→ TEXTE FOURNI:
----
La troisième chose, c’est qu’à aucun moment dans l’article qu’il n’est question que le patient ait retrouvé une locomotion. Il y a une amélioration de la motricité des jambes; mais avant l’intervention, il y avait déjà des signes de motricité, des contractions volontaires de certains muscles de membres inférieurs. On n’est donc pas dans un contexte de tout ou rien et si l’on s’en tient à l’article il n’y a pas de réelle locomotion. Et quand on regarde l’extrait vidéo, on voit ce patient, les bras posés sur des barres parallèles et il se balance.
On peut aussi s’étonner que ce travail ait été réalisé en Pologne alors que le laboratoire du Pr Raisman se situe à Londres, où il y a des hôpitaux avec des services de neurochirurgie très compétents et réputés. Le journal dans lequel ce travail est reporté est aussi controversé : il avait été rayé de la liste des journaux « éthiques » il y a peu.
Cette étude présente malgré tout une technique innovante : utiliser les cellules olfactives engainantes. Quel est leur intérêt ?
Pr Alain Privat : Ce sont des cellules très intéressantes. Elles sont situées à la base du cerveau, dans le bulbe olfactif, et ont un rôle de stimulation du renouvellement cellulaire. Les cellules « engainantes » sont situées autour des fibres de ces cellules olfactives et ont un rôle « trophique », de support. Il a été montré, par Geoffrey Raisman, que quand on greffe ces cellules il y a des signes de repousse. Mais pour qu’il y ait véritablement une repousse, il fallait des lésions assez limitées. Et d’ailleurs, dans le cas de ce patient, un fragment de moelle épinière était resté intact.
Et quel est l’avantage de ces cellules par rapport aux cellules souches ?
Pr Alain Privat : On sait que des cellules du système nerveux central ont naturellement la capacité de repousser après avoir été sectionnées. Mais elles ne repoussent pas spontanément parce qu’il y a formation d’un tissu cicatriciel. Quand on fait disparaître la cicatrice, ces fibres repoussent. En France, nous avons montré que lorsqu’on bloque la formation de cette cicatrice par thérapie génique, les fibres repoussent spontanément et l’animal retrouve une locomotion normale.
Nous avons aussi greffé des cellules souches dans la moelle épinière d’animaux lésés. On constate qu’elles ne remplacent pas les cellules détruites, mais elles jouent un rôle trophique, permettent la repousse de fibres qui avaient été lésés. Les cellules olfactives engainantes sont un autre moyen. Probablement pas le meilleur car les expériences chez l’animal montrent que cette repousse est limitée. Passer d’un ASIA A à un ASIA C (score de mobilité, ndlr) comme le patient polonais, c’est la limite.
Est-ce qu'on peut imaginer qu’un jour, une personne qui a eu la moelle épinière sectionnée pourra remarcher ?
Pr Alain Privat : Je pense que oui, bien sûr. S'il s’agit d’une section complète (après un coup de couteau ou une blessure par balles le plus souvent), c’est extrêmement difficile. Mais dans des lésions incomplètes, on peut dire aux patients : « Oui, on trouvera des solutions. » Quand j’ai commencé la recherche dans ce domaine, il y a 30 ans, on ne savait pas ce qu’il fallait faire. Maintenant, on sait qu’on peut faire repousser ces fibres lésées.
On commence aussi à avoir des outils très performants. Il faut à présent passer de l’expérimentation chez l’animal à l’homme. Pour cela, il y a des étapes intermédiaires, que nous conduisons à Montpellier. Nous réalisons des travaux sur un petit primate qui s’appelle le microcebus qui est très proche de l’homme en ce qui concerne la structure de sa moelle épinière. L’étape suivante, c’est l’homme. C’est l’affaire de 5-10 ans, car on a les outils comme la thérapie génique et les cellules souches inductibles, qui a reçu le Nobel il y a deux ans.
----
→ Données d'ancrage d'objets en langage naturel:
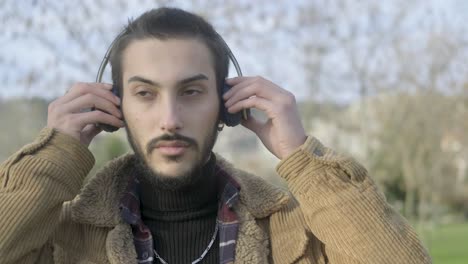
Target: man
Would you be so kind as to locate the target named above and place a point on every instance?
(174, 201)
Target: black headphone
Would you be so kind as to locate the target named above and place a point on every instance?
(226, 117)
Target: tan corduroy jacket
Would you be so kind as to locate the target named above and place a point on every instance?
(332, 214)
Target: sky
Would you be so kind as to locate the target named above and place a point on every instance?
(40, 57)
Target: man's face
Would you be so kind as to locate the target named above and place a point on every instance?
(170, 104)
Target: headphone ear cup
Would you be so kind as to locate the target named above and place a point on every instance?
(229, 119)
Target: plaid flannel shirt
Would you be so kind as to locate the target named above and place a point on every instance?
(228, 223)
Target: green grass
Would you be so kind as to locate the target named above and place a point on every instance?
(448, 244)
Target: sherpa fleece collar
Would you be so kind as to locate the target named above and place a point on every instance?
(98, 202)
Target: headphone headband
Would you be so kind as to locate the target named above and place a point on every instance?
(105, 60)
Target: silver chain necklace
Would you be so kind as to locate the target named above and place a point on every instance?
(202, 255)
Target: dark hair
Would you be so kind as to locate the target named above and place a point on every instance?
(166, 23)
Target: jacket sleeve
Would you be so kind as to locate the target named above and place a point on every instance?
(34, 183)
(344, 209)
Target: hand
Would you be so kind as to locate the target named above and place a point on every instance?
(66, 114)
(283, 132)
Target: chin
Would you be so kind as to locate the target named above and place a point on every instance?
(173, 169)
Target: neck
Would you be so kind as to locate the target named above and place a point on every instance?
(201, 193)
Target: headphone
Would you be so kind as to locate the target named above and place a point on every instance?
(227, 118)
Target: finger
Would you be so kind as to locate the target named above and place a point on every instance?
(246, 92)
(91, 101)
(95, 117)
(91, 130)
(252, 102)
(246, 81)
(100, 89)
(253, 124)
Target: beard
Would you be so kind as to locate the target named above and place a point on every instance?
(173, 182)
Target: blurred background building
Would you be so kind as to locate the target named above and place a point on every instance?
(383, 81)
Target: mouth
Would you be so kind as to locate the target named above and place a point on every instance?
(172, 148)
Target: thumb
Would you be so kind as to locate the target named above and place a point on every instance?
(89, 132)
(253, 124)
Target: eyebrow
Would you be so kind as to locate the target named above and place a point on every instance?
(153, 83)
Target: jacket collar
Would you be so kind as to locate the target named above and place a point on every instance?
(98, 202)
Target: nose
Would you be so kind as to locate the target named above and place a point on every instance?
(170, 120)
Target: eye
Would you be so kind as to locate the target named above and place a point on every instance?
(191, 92)
(144, 94)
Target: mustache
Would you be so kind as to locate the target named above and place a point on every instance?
(169, 137)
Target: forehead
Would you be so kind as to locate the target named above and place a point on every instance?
(168, 58)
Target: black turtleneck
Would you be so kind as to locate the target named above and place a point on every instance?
(182, 222)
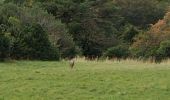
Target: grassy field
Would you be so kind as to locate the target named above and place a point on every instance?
(90, 80)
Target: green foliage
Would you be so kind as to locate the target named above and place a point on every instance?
(119, 51)
(33, 43)
(141, 13)
(164, 50)
(4, 46)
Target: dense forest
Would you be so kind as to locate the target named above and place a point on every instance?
(59, 29)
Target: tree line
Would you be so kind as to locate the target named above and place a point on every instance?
(55, 29)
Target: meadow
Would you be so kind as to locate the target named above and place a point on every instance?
(89, 80)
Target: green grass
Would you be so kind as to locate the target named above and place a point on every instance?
(125, 80)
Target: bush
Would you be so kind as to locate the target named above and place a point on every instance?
(119, 51)
(164, 50)
(33, 43)
(4, 47)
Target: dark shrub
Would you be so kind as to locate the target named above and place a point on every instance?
(33, 43)
(4, 47)
(119, 51)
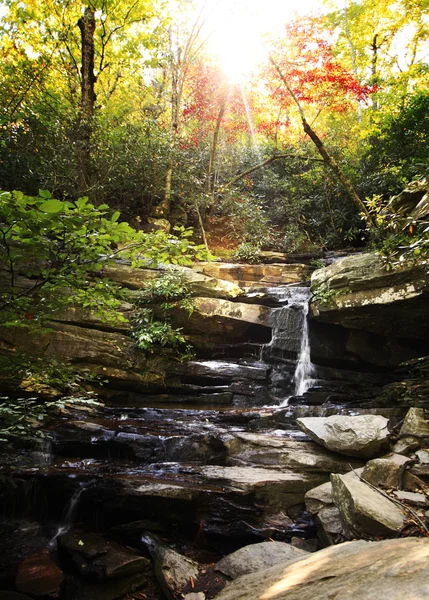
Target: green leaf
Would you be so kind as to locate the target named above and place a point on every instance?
(51, 206)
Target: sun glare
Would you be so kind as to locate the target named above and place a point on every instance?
(236, 28)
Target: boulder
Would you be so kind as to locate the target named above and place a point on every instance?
(256, 557)
(248, 275)
(414, 432)
(412, 498)
(358, 292)
(173, 571)
(319, 497)
(270, 450)
(330, 526)
(38, 575)
(108, 589)
(200, 284)
(364, 511)
(394, 569)
(389, 472)
(99, 558)
(362, 435)
(274, 489)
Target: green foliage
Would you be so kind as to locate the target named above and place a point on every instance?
(61, 247)
(152, 335)
(248, 252)
(170, 288)
(397, 238)
(24, 417)
(40, 374)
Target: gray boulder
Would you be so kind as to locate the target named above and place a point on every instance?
(257, 556)
(414, 432)
(389, 472)
(365, 512)
(173, 571)
(394, 569)
(362, 435)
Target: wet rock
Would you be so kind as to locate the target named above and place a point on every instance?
(414, 432)
(196, 448)
(330, 526)
(13, 596)
(366, 570)
(38, 575)
(256, 557)
(364, 511)
(412, 498)
(111, 589)
(363, 435)
(319, 497)
(247, 275)
(275, 489)
(308, 545)
(200, 284)
(216, 369)
(99, 558)
(270, 450)
(81, 438)
(357, 292)
(174, 571)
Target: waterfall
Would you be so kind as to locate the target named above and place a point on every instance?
(290, 342)
(69, 513)
(304, 368)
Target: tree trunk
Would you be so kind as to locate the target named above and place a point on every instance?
(335, 167)
(87, 28)
(327, 158)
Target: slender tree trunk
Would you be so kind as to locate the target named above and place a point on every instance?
(352, 53)
(213, 149)
(327, 158)
(374, 66)
(87, 28)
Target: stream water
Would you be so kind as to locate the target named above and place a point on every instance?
(207, 460)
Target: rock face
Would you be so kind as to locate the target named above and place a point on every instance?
(357, 292)
(364, 511)
(39, 575)
(173, 571)
(363, 435)
(394, 569)
(256, 557)
(100, 559)
(263, 275)
(414, 432)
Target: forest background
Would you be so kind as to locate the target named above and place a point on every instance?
(127, 104)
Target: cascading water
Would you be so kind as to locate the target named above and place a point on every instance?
(290, 338)
(69, 513)
(304, 368)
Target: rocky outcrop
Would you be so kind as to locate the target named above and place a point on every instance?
(366, 570)
(257, 275)
(173, 571)
(365, 513)
(358, 292)
(362, 435)
(414, 432)
(39, 576)
(200, 284)
(256, 557)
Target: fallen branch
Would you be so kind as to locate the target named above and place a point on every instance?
----
→ CONSIGNE 1: Relevez tous les noms de pays et de villes cités dans l'entretien sur la repousse des fibres de la moelle épinière, dans leur ordre d'apparition.
→ CONSIGNE 2:
Répondez brièvement aux questions suivantes sur l'entretien.
(a) Dans quelle ville se situe le laboratoire du Pr Raisman ?
(b) Où sont situées les cellules olfactives ?
(c) Quel est le nom du petit primate étudié à Montpellier ?
→ CONSIGNE 3: Recopiez le passage de l'entretien allant de "La troisième chose, c’est" à "il y a peu.".

→ VOTRE RÉPONSE 1:
Pologne
Londres
France
Montpellier

→ VOTRE RÉPONSE 2:
(a) À Londres.
(b) À la base du cerveau, dans le bulbe olfactif.
(c) Le microcebus.

→ VOTRE RÉPONSE 3:
La troisième chose, c’est qu’à aucun moment dans l’article qu’il n’est question que le patient ait retrouvé une locomotion. Il y a une amélioration de la motricité des jambes; mais avant l’intervention, il y avait déjà des signes de motricité, des contractions volontaires de certains muscles de membres inférieurs. On n’est donc pas dans un contexte de tout ou rien et si l’on s’en tient à l’article il n’y a pas de réelle locomotion. Et quand on regarde l’extrait vidéo, on voit ce patient, les bras posés sur des barres parallèles et il se balance.
On peut aussi s’étonner que ce travail ait été réalisé en Pologne alors que le laboratoire du Pr Raisman se situe à Londres, où il y a des hôpitaux avec des services de neurochirurgie très compétents et réputés. Le journal dans lequel ce travail est reporté est aussi controversé : il avait été rayé de la liste des journaux « éthiques » il y a peu.